DIRECTIONS FOR THIS TASK: Copy everything in the material below verbatim, from the line containing "Each instance of the dormer" down to the end of the material.

RECORDS FOR THIS EXERCISE:
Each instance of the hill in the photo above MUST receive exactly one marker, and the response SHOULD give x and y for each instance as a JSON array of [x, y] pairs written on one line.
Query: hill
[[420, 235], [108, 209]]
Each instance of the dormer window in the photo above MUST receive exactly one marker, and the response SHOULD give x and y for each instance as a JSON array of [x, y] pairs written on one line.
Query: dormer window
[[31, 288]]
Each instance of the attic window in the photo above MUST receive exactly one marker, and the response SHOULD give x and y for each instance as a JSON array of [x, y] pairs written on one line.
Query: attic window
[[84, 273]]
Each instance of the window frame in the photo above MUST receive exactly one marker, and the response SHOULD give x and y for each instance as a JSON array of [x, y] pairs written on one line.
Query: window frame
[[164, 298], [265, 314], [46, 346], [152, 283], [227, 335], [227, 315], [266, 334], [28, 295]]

FINAL RESULT:
Each instance of the dormer window in the photo above MUST receive exactly one marker, and the response SHOULD give x and y for each instance as a JSON array of [x, y] pairs written on one line.
Query: dormer window
[[31, 288]]
Each instance of the attic window in the photo above MUST receive exactly one marker, and the response SHOULD give x and y for each instance as a JSON array of [x, y] pairs written on one line.
Query: attic window
[[84, 273]]
Each instance of the window frame in the photo above MUST receive exactly one marker, and the response SHOULD give x and y for each instance as a JSON array of [x, y] pairs written on one line.
Query: window frame
[[164, 298], [265, 314], [46, 346], [152, 283], [227, 335], [227, 315], [266, 334], [28, 295]]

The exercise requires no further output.